— START Provided data —

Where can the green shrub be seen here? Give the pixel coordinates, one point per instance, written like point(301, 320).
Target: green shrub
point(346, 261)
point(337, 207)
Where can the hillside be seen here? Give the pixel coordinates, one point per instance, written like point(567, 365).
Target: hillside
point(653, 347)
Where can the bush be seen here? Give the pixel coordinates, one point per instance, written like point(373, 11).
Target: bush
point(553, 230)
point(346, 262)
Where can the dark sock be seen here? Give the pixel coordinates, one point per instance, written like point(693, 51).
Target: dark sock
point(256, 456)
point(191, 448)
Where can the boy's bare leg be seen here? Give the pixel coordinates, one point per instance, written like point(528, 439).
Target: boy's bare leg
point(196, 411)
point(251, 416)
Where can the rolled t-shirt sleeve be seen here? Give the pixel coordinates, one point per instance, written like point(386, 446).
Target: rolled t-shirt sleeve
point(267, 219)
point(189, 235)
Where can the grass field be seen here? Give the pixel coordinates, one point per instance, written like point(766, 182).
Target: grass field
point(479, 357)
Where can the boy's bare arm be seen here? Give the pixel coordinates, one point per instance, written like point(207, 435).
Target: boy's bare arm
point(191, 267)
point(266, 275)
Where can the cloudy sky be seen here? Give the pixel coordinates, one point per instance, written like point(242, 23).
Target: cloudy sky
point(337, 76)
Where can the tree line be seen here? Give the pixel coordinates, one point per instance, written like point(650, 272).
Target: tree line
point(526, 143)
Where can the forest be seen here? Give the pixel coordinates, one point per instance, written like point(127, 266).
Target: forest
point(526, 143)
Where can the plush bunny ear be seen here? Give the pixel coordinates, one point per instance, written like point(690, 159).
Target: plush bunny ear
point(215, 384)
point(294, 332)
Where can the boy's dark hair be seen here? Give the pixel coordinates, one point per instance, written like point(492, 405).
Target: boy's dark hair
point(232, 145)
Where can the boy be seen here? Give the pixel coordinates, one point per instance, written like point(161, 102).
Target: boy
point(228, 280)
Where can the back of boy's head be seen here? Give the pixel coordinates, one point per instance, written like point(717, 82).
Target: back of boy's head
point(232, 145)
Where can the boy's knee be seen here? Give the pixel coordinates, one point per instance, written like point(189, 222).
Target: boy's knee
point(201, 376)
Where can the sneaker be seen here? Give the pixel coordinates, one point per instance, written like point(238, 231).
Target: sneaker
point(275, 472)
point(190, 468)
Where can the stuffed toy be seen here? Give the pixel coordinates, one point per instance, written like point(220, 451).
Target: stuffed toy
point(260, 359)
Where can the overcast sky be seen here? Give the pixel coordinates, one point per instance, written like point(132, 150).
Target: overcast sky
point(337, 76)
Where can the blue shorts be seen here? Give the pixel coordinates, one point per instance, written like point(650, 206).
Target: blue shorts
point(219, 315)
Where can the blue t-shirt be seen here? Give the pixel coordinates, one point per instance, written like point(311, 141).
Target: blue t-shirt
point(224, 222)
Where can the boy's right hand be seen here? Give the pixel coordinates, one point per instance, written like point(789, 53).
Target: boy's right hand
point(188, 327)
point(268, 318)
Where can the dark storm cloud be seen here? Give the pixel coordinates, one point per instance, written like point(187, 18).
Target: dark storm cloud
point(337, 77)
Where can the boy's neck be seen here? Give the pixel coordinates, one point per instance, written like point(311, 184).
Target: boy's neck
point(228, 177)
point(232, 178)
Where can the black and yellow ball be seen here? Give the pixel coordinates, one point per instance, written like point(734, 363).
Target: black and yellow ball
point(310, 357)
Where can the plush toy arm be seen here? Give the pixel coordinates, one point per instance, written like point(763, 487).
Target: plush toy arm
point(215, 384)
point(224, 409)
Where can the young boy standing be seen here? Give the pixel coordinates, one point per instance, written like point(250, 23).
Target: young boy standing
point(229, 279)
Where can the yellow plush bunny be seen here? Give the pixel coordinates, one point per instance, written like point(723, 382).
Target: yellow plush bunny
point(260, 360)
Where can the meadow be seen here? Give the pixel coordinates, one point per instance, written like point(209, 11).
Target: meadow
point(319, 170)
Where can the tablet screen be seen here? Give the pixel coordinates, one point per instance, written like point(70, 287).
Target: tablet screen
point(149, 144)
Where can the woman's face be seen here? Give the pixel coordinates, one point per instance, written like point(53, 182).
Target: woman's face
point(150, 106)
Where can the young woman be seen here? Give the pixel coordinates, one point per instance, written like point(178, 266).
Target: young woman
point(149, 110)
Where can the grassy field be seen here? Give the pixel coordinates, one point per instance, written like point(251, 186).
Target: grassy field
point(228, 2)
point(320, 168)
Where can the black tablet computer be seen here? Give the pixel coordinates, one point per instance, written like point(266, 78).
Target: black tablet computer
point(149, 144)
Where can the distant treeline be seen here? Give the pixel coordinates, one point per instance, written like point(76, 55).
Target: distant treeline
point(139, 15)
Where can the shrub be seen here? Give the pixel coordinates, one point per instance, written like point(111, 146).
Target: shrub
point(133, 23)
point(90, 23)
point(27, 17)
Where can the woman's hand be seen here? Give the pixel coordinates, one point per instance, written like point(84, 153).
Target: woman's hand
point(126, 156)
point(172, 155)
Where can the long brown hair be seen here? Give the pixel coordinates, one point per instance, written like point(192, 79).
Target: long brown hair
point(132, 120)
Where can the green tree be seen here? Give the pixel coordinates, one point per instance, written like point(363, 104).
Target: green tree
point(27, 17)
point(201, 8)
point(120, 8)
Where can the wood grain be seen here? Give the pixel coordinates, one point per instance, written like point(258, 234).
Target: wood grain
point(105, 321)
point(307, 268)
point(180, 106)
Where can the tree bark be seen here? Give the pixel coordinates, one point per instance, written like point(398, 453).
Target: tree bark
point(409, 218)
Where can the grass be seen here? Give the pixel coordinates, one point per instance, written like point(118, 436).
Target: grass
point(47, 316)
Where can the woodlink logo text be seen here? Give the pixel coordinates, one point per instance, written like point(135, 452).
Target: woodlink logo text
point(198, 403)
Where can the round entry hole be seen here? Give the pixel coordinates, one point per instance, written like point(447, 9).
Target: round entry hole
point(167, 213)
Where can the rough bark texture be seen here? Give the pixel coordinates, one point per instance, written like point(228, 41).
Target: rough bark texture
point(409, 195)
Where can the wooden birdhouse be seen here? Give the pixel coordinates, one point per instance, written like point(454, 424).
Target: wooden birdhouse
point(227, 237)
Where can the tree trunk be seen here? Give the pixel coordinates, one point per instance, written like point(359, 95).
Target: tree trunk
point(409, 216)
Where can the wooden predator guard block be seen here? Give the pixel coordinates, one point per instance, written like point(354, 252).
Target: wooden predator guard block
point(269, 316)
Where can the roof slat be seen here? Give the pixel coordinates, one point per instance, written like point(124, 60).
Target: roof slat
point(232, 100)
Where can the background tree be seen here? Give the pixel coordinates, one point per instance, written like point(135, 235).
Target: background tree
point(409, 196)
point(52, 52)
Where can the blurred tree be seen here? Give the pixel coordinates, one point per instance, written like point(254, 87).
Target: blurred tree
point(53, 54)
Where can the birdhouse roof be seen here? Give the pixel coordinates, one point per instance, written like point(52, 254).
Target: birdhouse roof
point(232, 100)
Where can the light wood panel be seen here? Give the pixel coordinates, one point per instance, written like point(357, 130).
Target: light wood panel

— END Provided data —
— START Provided data —

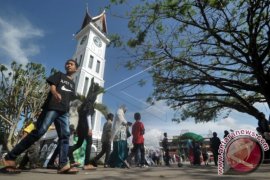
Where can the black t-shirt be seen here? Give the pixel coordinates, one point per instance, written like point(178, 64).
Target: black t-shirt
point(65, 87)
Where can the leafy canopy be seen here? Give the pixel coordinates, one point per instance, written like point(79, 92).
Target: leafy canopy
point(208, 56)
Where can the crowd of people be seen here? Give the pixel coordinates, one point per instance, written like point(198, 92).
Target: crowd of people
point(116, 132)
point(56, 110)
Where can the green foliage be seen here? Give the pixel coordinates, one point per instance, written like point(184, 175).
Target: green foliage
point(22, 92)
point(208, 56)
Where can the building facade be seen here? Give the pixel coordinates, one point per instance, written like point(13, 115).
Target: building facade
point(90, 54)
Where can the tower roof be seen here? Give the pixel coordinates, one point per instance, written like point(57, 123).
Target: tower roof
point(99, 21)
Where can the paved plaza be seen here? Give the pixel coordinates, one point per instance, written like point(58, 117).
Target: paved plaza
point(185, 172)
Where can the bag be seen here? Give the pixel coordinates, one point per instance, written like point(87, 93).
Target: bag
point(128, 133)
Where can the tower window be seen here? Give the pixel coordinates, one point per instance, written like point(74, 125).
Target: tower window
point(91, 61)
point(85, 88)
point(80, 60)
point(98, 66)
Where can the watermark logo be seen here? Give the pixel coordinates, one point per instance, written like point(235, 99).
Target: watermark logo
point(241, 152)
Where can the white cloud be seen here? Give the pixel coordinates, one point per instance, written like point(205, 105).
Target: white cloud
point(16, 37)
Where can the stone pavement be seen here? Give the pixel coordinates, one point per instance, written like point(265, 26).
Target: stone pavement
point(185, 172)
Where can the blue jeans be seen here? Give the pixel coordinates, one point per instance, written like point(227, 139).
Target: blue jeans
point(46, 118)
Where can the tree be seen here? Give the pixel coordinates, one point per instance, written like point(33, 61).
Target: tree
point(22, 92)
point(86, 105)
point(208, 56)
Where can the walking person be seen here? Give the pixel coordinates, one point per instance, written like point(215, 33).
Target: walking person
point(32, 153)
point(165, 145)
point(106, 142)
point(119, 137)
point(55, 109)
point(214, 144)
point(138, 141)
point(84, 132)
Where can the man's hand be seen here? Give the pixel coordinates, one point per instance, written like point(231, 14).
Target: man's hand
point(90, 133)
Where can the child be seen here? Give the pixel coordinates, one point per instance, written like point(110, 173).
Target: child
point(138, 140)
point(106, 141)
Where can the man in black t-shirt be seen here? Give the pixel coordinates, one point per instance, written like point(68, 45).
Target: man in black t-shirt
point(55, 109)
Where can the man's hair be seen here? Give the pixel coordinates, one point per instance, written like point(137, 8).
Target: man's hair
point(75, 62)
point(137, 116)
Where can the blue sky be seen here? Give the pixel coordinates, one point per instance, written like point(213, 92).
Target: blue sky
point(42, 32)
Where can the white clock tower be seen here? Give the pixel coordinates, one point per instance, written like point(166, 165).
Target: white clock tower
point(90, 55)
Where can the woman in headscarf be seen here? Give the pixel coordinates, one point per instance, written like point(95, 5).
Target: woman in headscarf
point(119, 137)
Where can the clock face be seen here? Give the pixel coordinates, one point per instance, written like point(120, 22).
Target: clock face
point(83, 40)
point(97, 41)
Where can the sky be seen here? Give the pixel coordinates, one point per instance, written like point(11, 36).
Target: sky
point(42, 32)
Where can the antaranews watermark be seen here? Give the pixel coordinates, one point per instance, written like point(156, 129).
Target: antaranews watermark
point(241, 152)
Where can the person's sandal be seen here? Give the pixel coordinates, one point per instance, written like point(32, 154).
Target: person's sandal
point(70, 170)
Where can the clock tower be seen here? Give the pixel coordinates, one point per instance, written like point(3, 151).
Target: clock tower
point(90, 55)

— END Provided data —
— START Provided data —

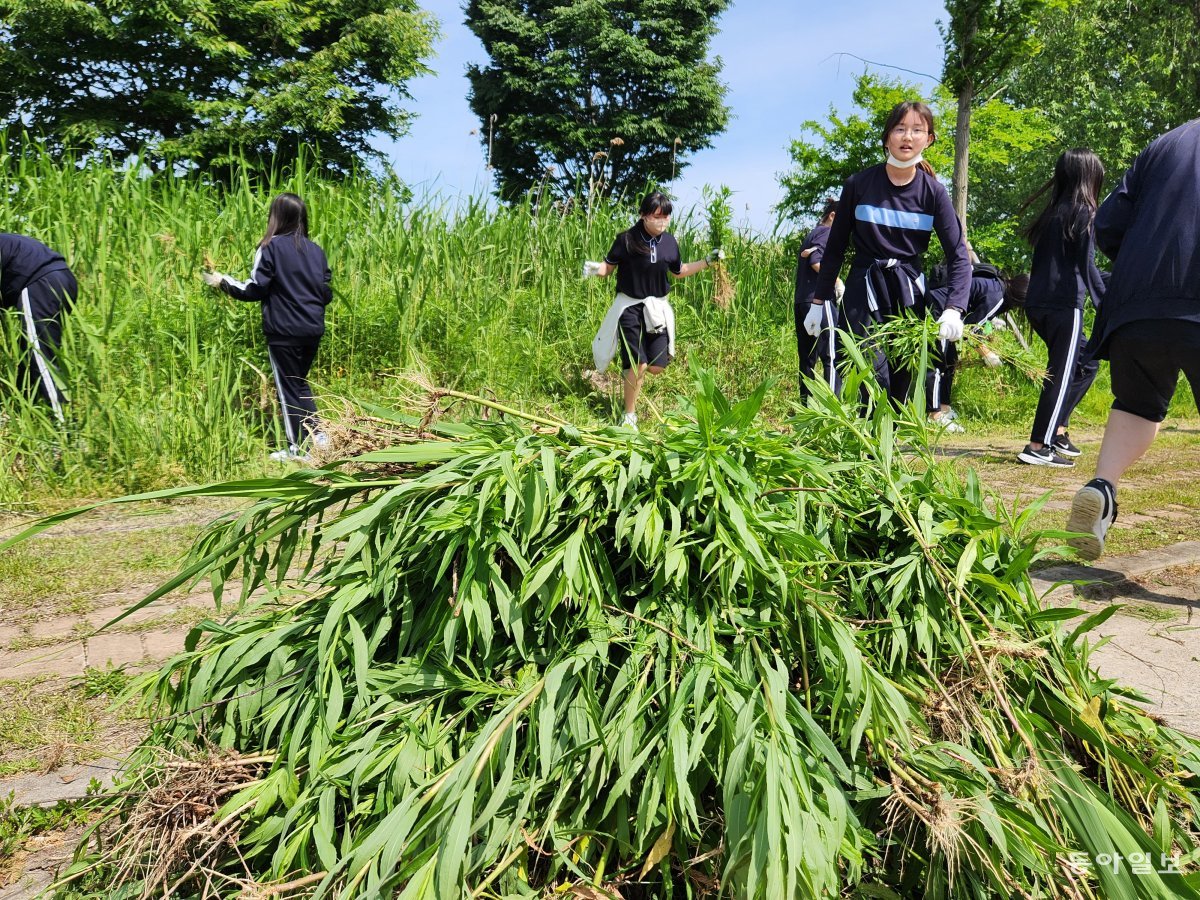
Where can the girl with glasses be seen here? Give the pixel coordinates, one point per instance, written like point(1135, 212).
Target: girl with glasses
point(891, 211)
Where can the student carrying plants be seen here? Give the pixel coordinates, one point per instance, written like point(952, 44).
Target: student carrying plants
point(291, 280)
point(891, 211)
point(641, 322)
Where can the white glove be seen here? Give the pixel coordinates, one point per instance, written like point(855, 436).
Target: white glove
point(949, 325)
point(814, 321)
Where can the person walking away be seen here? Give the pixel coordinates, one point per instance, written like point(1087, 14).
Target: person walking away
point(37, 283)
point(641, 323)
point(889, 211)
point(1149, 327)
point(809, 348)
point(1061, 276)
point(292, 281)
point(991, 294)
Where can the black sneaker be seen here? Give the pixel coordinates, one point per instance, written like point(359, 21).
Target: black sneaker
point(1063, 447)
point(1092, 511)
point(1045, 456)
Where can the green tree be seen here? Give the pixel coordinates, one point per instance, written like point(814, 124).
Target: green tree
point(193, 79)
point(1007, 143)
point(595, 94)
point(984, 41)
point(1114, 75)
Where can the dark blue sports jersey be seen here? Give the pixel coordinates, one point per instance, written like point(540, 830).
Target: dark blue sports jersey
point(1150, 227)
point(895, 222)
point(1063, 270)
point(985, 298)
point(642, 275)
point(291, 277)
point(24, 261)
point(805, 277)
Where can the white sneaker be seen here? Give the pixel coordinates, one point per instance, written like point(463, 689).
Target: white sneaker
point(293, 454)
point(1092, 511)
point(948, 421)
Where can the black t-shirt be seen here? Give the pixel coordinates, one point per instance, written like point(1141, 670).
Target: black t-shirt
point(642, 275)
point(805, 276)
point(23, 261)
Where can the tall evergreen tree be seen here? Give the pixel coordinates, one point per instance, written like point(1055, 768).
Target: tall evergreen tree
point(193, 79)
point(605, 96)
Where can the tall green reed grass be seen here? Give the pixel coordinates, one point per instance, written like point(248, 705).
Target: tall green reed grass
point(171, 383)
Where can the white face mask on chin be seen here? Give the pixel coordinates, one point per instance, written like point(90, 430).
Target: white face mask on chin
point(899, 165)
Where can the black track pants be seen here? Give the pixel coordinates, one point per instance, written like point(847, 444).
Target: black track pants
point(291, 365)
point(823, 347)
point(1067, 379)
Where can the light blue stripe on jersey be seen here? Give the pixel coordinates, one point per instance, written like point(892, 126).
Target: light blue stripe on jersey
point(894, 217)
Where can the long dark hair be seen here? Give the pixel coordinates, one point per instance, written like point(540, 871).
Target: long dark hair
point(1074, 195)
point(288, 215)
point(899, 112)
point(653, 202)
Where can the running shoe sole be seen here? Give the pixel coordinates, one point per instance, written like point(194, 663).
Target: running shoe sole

— END Provided data —

**What is required:**
Retype the records starting at the line that contains "Where can the green foliage" and ending at the line that contains "point(98, 66)", with both of those lines included.

**Response below:**
Where can the green foliage be seen here? Give the pixel coordinates, one point per instance, written like point(184, 175).
Target: green foliage
point(22, 92)
point(208, 56)
Where can the building facade be seen here? Give the pixel coordinates, one point per instance, written like point(13, 115).
Target: building facade
point(90, 54)
Where can the tower roof be seen here? Give the pixel coordinates, one point per instance, written like point(57, 123).
Target: tower roof
point(99, 21)
Where can the paved plaza be seen here? Give the pixel coordinates, one point per instance, written like point(58, 117).
Target: paved plaza
point(185, 172)
Where can the bag be seen here? Give the pixel coordinates, one point per instance, written like point(87, 93).
Target: bag
point(128, 133)
Where can the tower window be seen here? Give the pixel coordinates, one point per instance, written like point(74, 125).
Target: tower window
point(91, 61)
point(85, 88)
point(80, 60)
point(98, 66)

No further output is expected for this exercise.